To be done: Please arrange the material below as a JSON list of strings, with one string for each line and blank lines left out.

####################

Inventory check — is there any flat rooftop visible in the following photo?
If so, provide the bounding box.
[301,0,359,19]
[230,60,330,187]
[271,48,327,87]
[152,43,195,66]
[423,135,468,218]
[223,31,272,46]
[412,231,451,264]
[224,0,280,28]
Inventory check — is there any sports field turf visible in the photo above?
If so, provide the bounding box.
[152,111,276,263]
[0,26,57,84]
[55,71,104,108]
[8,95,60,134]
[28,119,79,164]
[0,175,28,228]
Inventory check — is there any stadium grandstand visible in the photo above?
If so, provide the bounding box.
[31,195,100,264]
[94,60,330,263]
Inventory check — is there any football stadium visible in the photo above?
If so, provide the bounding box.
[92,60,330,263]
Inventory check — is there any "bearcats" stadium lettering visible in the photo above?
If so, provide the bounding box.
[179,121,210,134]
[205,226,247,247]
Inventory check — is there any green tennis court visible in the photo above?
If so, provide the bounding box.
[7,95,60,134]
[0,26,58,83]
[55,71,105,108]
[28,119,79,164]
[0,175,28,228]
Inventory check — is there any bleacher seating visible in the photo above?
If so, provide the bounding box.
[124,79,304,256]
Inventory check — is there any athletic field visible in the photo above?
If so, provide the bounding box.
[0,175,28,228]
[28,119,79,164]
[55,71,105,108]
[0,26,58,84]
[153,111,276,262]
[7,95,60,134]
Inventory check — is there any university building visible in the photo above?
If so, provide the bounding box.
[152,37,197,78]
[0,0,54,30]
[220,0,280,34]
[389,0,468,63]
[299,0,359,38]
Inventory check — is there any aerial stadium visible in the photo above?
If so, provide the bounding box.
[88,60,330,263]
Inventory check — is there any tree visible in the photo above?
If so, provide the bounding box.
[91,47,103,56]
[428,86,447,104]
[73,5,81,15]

####################

Written response:
[
  "Inventory check — is there any flat rooftop visible in the following photo?",
  "If so, provide the bounding box.",
  "[301,0,359,19]",
  "[230,60,330,187]",
  "[271,48,327,87]",
  "[152,43,195,66]",
  "[423,135,468,218]",
  "[223,31,272,46]",
  "[412,231,451,264]",
  "[224,0,280,28]",
  "Inventory check — is there any sports field turf visible in the photo above?",
  "If so, provide the bounding box.",
  "[152,111,276,263]",
  "[0,26,57,84]",
  "[55,71,104,108]",
  "[8,95,60,134]",
  "[28,119,79,164]",
  "[0,175,28,228]",
  "Inventory check — is there any stadium grandstand visible in the photo above?",
  "If so, provide the bounding box.",
  "[31,195,100,264]",
  "[94,60,330,263]",
  "Inventory check — is there any football stadium visible in the photo above?",
  "If so, provide the bounding box.",
  "[92,60,330,263]",
  "Inventory check — is there any \"bearcats\" stadium lettering visible in the photo above?",
  "If so, provide the bounding box.",
  "[179,121,210,134]",
  "[205,226,247,247]",
  "Inventory check — is there any green tennis court visible in the photo above?",
  "If so, provide the bounding box.",
  "[7,95,60,134]",
  "[0,26,58,83]",
  "[55,71,105,108]",
  "[28,119,79,164]",
  "[0,175,28,228]",
  "Inventory check — is there any bleacher seating visible in the photo above?",
  "If so, provide the bounding box.",
  "[124,79,304,256]",
  "Inventory check — is there any athletic field visible in the photo above?",
  "If so, provide the bounding box.",
  "[0,175,28,228]",
  "[28,119,79,164]",
  "[55,71,105,108]",
  "[0,26,58,84]",
  "[153,111,276,262]",
  "[7,95,60,134]",
  "Inventory check — is there any university building visible in the photo above?",
  "If so, provide the bounding box.",
  "[152,37,197,78]",
  "[0,0,54,30]",
  "[220,0,280,34]",
  "[389,0,468,63]",
  "[299,0,359,38]",
  "Inventory check — is there any aerial stadium visible in the photo above?",
  "If so, provide the bounding box.",
  "[88,60,330,263]",
  "Inventory check — is there any tree visible in the photo above?",
  "If so, provide the bounding box.",
  "[91,47,103,56]",
  "[428,86,447,104]",
  "[73,5,81,15]"
]